DATA TO USE:
"""
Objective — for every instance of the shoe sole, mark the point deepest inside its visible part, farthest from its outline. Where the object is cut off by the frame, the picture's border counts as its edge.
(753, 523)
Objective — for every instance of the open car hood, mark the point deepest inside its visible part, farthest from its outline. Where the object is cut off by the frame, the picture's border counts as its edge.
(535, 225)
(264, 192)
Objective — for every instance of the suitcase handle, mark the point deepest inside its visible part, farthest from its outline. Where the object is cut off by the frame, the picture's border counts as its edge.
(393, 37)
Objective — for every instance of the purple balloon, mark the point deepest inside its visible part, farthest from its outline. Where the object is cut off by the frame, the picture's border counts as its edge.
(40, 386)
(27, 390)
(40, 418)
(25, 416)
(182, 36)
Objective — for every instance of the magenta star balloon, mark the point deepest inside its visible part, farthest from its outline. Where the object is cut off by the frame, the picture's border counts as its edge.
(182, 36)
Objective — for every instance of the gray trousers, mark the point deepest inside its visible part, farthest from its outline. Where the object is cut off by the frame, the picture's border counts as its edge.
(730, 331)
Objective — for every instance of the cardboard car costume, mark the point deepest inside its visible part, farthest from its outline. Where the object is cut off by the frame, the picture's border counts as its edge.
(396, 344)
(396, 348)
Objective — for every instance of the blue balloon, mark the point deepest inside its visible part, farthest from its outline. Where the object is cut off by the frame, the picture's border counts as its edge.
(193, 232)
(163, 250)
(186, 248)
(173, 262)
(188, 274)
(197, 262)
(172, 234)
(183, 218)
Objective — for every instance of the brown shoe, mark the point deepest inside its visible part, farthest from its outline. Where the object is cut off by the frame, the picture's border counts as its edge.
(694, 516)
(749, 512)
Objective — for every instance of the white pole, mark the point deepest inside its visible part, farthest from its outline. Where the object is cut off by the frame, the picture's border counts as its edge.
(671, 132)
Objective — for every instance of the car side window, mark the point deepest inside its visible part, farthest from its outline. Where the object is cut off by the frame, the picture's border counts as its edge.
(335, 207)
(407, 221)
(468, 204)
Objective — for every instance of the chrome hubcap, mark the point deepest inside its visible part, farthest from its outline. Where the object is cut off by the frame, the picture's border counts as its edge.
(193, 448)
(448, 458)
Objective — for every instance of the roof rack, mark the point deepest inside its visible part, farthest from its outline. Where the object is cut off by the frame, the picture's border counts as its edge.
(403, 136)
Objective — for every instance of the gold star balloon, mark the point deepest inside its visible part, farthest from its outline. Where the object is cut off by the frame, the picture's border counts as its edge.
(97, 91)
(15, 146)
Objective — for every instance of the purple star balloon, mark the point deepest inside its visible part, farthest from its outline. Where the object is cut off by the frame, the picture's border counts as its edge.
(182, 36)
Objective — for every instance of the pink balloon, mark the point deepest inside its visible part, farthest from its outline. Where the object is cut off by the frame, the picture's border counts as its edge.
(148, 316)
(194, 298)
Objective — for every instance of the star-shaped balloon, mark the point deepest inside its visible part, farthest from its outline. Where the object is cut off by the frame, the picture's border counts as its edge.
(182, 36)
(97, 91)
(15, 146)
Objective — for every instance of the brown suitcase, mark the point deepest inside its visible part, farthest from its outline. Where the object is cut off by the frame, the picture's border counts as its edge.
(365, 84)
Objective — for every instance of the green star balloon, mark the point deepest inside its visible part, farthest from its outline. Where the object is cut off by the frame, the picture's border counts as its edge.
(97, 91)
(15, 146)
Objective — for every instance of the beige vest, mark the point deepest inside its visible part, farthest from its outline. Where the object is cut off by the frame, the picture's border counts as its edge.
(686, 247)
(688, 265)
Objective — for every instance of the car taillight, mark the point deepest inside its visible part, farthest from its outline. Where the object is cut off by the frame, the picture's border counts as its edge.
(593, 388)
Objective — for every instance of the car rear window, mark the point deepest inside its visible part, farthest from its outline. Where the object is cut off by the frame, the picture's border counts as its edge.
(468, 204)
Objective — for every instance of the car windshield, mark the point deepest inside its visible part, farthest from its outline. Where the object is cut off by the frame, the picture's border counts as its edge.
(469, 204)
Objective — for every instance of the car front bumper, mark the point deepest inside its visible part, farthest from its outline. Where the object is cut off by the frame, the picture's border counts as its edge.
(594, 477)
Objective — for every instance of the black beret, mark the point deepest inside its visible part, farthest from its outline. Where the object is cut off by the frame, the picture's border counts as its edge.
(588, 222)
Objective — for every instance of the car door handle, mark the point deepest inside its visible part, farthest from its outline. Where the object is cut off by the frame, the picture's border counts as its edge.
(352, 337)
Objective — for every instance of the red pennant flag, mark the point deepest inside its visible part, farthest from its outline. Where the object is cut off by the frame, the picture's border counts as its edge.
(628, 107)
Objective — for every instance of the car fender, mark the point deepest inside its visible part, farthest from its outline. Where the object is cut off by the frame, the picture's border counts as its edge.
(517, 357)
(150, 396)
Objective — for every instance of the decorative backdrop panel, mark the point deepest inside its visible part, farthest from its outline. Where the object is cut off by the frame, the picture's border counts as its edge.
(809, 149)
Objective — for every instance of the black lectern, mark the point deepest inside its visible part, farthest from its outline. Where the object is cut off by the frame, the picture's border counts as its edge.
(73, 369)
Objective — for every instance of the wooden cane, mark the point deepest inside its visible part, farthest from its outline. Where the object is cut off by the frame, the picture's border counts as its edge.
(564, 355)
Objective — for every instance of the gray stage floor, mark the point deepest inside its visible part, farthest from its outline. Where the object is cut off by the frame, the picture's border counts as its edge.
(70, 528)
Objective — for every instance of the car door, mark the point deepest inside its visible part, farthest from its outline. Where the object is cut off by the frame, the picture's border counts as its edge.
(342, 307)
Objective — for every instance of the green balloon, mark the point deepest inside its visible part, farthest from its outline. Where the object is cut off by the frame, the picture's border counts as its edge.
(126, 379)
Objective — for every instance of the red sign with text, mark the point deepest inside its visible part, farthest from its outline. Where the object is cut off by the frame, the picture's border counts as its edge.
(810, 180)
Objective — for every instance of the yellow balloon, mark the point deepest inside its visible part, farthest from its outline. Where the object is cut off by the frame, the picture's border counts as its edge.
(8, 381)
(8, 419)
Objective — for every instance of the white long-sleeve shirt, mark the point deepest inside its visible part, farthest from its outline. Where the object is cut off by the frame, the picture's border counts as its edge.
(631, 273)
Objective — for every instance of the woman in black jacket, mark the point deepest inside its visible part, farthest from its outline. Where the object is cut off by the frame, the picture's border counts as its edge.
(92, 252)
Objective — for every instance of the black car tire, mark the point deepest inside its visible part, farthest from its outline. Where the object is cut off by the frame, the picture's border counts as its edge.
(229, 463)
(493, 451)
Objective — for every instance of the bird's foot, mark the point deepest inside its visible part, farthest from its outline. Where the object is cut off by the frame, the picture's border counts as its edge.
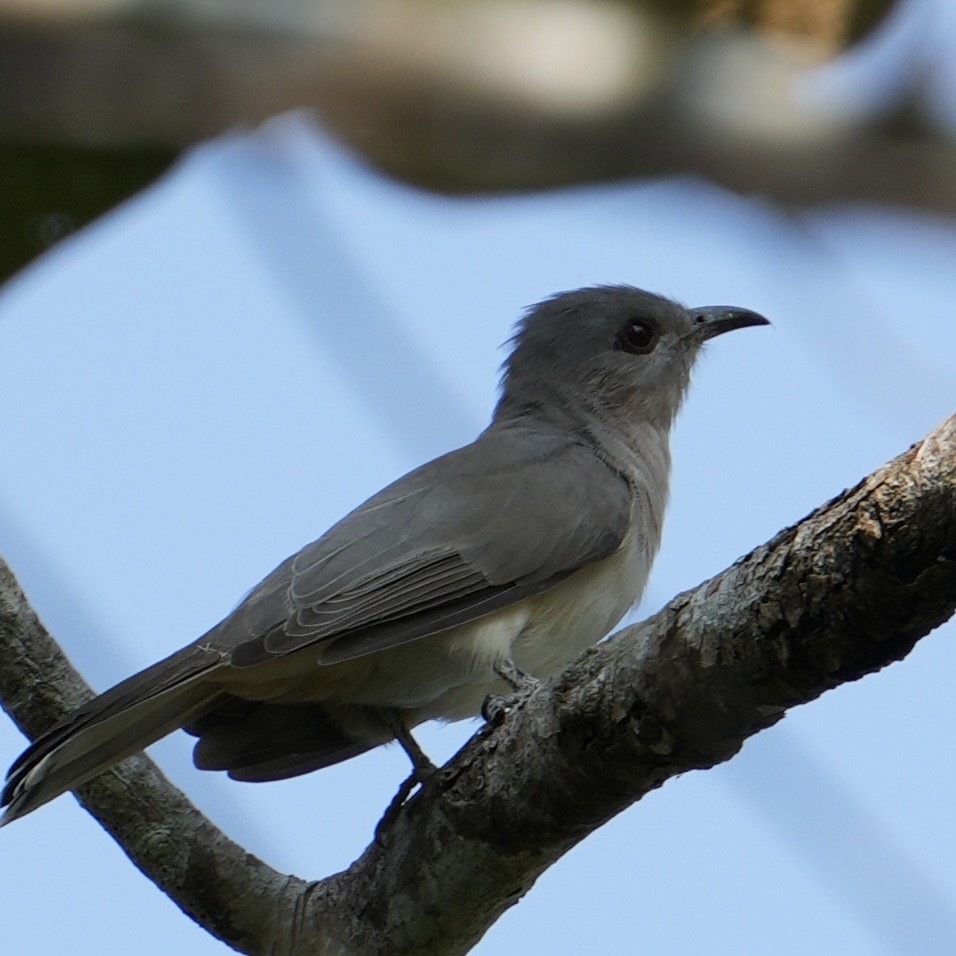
(497, 706)
(423, 773)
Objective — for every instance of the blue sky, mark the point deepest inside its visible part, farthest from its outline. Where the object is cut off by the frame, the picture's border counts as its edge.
(206, 379)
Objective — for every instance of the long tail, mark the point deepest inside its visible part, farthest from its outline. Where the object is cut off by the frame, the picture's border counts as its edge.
(120, 722)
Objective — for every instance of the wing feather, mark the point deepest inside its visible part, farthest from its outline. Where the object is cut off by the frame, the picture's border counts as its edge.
(501, 519)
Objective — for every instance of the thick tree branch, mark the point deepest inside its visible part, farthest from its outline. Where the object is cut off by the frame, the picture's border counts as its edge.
(848, 590)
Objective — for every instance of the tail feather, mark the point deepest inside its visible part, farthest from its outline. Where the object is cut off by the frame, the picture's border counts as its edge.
(120, 722)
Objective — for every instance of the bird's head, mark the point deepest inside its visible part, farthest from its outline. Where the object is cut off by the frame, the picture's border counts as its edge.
(609, 347)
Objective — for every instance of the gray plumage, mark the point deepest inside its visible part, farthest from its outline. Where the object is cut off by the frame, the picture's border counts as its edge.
(517, 551)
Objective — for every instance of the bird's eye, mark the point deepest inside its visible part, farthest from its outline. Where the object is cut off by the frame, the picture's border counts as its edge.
(636, 337)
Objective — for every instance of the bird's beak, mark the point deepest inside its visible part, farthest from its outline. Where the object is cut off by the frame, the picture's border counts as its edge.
(711, 320)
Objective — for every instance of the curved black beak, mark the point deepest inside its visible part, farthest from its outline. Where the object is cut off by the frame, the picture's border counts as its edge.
(711, 320)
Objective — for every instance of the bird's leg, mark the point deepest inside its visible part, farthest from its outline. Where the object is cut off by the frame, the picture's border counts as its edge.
(422, 767)
(497, 706)
(423, 770)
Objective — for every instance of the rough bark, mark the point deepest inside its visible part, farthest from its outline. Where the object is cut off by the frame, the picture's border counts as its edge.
(848, 590)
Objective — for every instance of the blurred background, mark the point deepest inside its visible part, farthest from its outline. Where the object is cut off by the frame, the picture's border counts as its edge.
(259, 260)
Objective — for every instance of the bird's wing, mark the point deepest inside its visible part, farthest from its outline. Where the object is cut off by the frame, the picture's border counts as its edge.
(466, 534)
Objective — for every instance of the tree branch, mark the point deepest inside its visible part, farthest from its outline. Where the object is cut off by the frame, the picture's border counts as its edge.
(848, 590)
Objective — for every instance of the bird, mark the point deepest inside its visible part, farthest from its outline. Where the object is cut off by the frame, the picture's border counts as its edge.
(479, 573)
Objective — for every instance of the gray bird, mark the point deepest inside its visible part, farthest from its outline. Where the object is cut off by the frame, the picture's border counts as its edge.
(505, 558)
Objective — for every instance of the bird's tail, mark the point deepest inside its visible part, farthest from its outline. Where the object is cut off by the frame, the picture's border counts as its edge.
(108, 728)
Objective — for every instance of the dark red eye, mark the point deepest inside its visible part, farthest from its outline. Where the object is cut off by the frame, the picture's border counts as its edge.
(636, 337)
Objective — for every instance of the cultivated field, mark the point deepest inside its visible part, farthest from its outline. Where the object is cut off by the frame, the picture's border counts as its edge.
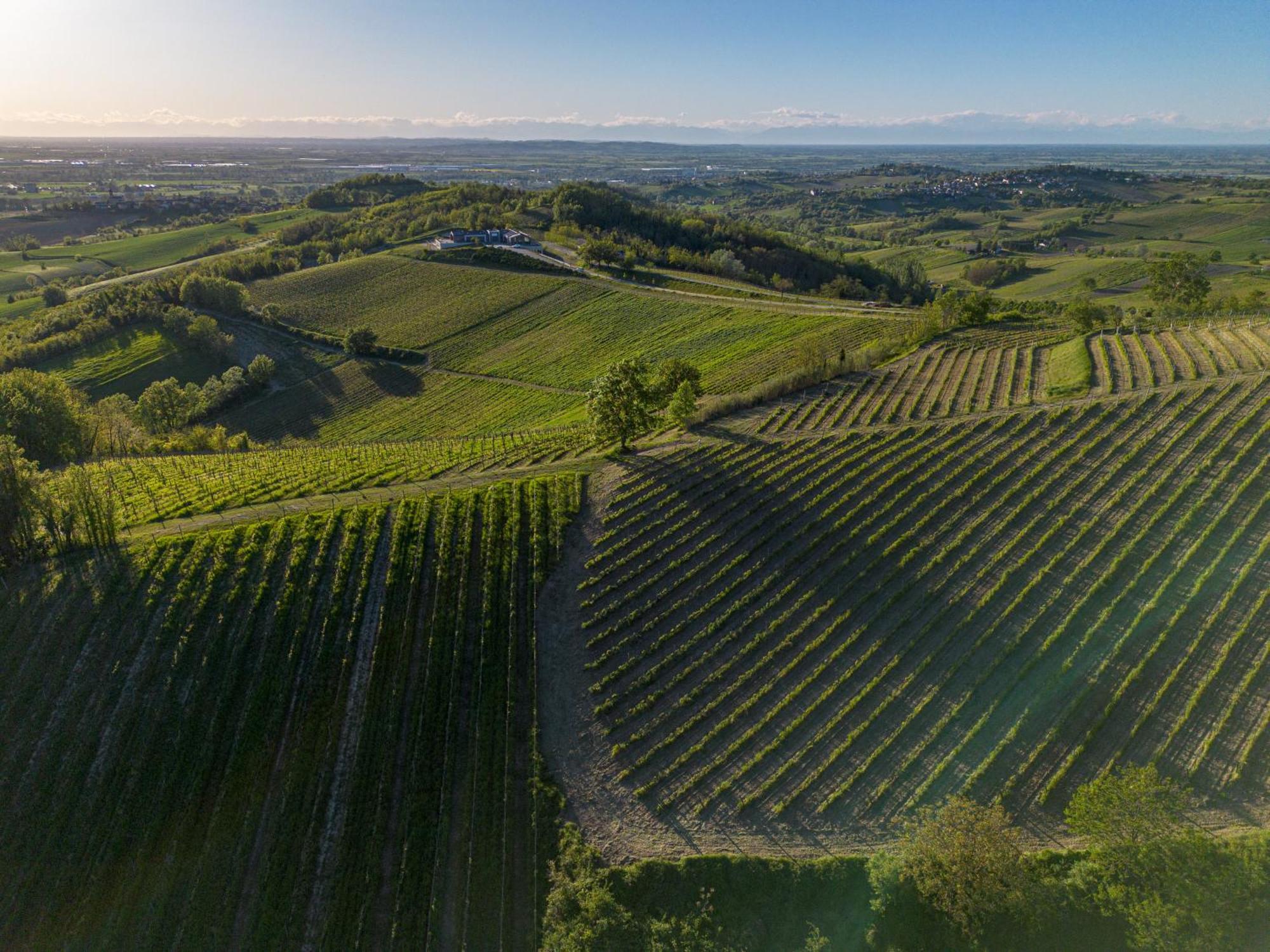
(962, 374)
(159, 488)
(839, 630)
(317, 732)
(556, 332)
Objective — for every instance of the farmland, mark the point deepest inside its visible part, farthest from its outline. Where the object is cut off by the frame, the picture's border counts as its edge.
(326, 724)
(129, 361)
(134, 255)
(161, 488)
(370, 400)
(893, 630)
(554, 332)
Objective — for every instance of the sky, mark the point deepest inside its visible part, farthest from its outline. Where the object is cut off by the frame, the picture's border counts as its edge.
(775, 70)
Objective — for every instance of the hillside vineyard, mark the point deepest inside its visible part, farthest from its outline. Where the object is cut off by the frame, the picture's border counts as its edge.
(318, 731)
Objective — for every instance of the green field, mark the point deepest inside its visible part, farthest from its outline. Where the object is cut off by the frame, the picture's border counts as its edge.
(133, 359)
(363, 400)
(134, 255)
(556, 332)
(314, 732)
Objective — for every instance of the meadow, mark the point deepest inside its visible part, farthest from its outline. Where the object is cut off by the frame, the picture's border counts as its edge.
(134, 255)
(373, 400)
(556, 332)
(312, 732)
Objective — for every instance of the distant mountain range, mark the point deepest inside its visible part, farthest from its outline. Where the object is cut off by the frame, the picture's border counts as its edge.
(777, 128)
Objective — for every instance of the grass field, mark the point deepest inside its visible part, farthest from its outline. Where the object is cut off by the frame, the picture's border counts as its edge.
(135, 255)
(1069, 371)
(557, 332)
(850, 628)
(316, 732)
(159, 488)
(361, 400)
(133, 359)
(410, 303)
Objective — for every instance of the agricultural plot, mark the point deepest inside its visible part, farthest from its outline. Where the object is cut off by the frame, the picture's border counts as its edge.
(317, 732)
(158, 488)
(130, 360)
(947, 379)
(556, 332)
(736, 347)
(1184, 352)
(850, 628)
(410, 303)
(137, 255)
(368, 400)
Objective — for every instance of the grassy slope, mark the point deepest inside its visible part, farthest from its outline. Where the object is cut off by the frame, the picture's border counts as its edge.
(377, 400)
(135, 255)
(1070, 370)
(551, 331)
(133, 359)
"""
TASK STATEMENT:
Reproduce only the lines from the line containing "Objective — for every instance of the agricultural" to the last line of the material above, both of those lines included.

OUTPUT:
Objective — for every instance of the agricultural plot, mark the point deepest inside its visible part, farthest from its outline. Where the object is cut off by the frame, the picture's border counts as its edge.
(317, 732)
(158, 488)
(130, 360)
(947, 379)
(556, 332)
(736, 347)
(1184, 352)
(850, 628)
(410, 303)
(137, 255)
(368, 400)
Objective — for every instance of the grassy slope, mark the point deepest inside its visible part, farthest from its outline. Where the object is cut off by the frame, the picture's border counts as its edge.
(377, 400)
(135, 255)
(1070, 370)
(551, 331)
(133, 359)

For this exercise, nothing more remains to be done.